* Document segment:
Segment Open

The No. 1 music publisher has decided to go it alone in the battle to boost digital royalties paid to songwriters.
Sony/ATV Music Publishing — whose catalog includes Beatles classics along with Taylor Swift’s current chart toppers — plans to dump the industry’s oldest and biggest performance-rights organizations by the end of the year, The Post has learned.
Bypassing BMI and ASCAP, which collect royalties for songwriters when their tunes are played on the radio, streamed online or piped into a store, would allow Sony/ATV to negotiate directly with services such as Pandora, Spotify and YouTube.
Songwriters complain that BMI and ASCAP are bound by outdated government rules that result in paltry royalties from digital outlets. The pain is especially acute as CD sales and digital downloads are in decline, while streaming services are the only area of growth.
In July, Sony/ATV Chief Executive Martin Bandier, in a letter to his songwriters, warned that he might withdraw from ASCAP and BMI so he could better fight for higher streaming royalties.
Sony/ATV already tried a partial pullout from the professional-rights organizations, forcing companies like Pandora to negotiate directly for a license to stream music.
Pandora sued, arguing that music publishers couldn’t make partial withdrawals from BMI and ASCAP, which are bound by decades-old consent decrees with the Department of Justice that determine royalty rates.
The federal courts agreed: Either the publisher’s entire catalog of licensable songs remained with the licensing groups or none did.
Sony/ATV has appealed the courts’ all-or-nothing rule and is imploring the DOJ to review consent decrees it considers antiquated.
As a result of the court rulings, the royalty rate Pandora pays Sony/ATV reverted to the 1.85 percent by decree from the 5 percent that Sony/ATV exacted through direct negotiations.
No. 2 publisher Universal Music Publishing Group is also anxious to enter into direct negotiations over digital rights. But sources close to the company say it’s more willing to wait out both of Sony/ATV’s appeals.
Sony/ATV, however, isn’t nearly as patient.

Segment Closed

Stored items
Segment Open

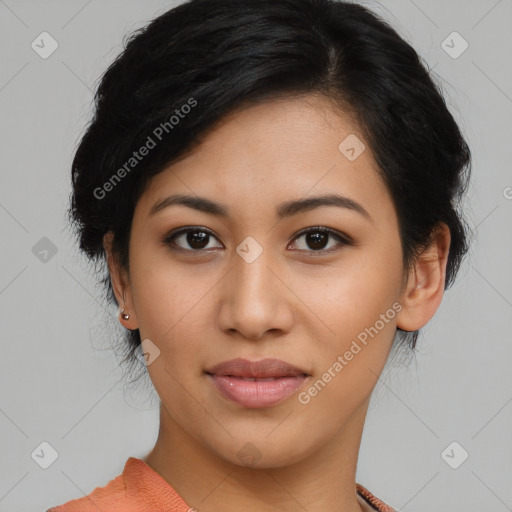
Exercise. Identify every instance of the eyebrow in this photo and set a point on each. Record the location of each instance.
(286, 209)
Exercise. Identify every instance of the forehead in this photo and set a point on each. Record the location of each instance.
(275, 151)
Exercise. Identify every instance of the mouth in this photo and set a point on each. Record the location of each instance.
(256, 384)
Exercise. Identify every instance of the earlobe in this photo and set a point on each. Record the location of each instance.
(424, 291)
(120, 285)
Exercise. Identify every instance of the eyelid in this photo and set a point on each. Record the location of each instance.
(342, 238)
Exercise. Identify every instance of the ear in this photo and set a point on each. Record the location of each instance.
(120, 283)
(424, 290)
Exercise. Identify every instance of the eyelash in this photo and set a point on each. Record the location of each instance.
(343, 239)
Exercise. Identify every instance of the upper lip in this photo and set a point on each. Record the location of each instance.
(263, 368)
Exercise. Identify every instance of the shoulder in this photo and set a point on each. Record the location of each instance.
(139, 487)
(102, 498)
(372, 500)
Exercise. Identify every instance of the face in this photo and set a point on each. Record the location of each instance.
(316, 287)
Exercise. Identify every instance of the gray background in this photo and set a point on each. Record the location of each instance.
(60, 382)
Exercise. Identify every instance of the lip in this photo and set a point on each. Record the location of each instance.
(272, 381)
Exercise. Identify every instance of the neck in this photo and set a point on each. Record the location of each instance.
(324, 481)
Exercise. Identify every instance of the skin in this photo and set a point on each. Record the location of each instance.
(208, 306)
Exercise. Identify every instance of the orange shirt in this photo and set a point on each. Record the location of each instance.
(140, 488)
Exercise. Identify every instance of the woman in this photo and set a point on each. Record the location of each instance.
(274, 186)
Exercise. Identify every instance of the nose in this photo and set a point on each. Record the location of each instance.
(255, 299)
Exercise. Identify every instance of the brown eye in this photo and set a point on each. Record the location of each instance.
(317, 239)
(195, 238)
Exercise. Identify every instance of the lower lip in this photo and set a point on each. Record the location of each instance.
(257, 394)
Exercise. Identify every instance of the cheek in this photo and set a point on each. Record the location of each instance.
(171, 304)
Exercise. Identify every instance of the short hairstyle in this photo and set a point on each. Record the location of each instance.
(192, 65)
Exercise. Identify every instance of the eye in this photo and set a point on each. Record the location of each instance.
(317, 238)
(198, 238)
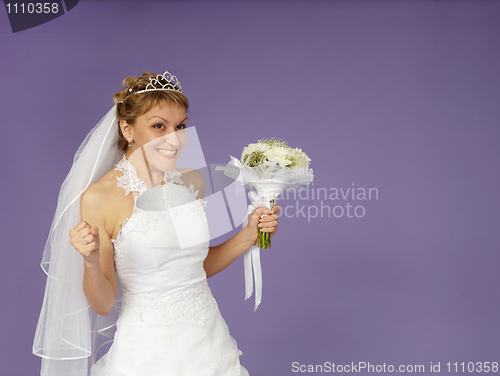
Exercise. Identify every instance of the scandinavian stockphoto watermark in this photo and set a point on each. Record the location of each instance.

Segment Closed

* Exercises to complete:
• A. In the article on Sony/ATV and songwriter royalties, what royalty rate did Sony/ATV get from Pandora through direct negotiations?
• B. Retype the part of the Sony/ATV article that starts at the words "In July, Sony/ATV" and stops after the words "it considers antiquated.".

* Numbered responses:
• A. 5 percent

• B.
In July, Sony/ATV Chief Executive Martin Bandier, in a letter to his songwriters, warned that he might withdraw from ASCAP and BMI so he could better fight for higher streaming royalties.
Sony/ATV already tried a partial pullout from the professional-rights organizations, forcing companies like Pandora to negotiate directly for a license to stream music.
Pandora sued, arguing that music publishers couldn’t make partial withdrawals from BMI and ASCAP, which are bound by decades-old consent decrees with the Department of Justice that determine royalty rates.
The federal courts agreed: Either the publisher’s entire catalog of licensable songs remained with the licensing groups or none did.
Sony/ATV has appealed the courts’ all-or-nothing rule and is imploring the DOJ to review consent decrees it considers antiquated.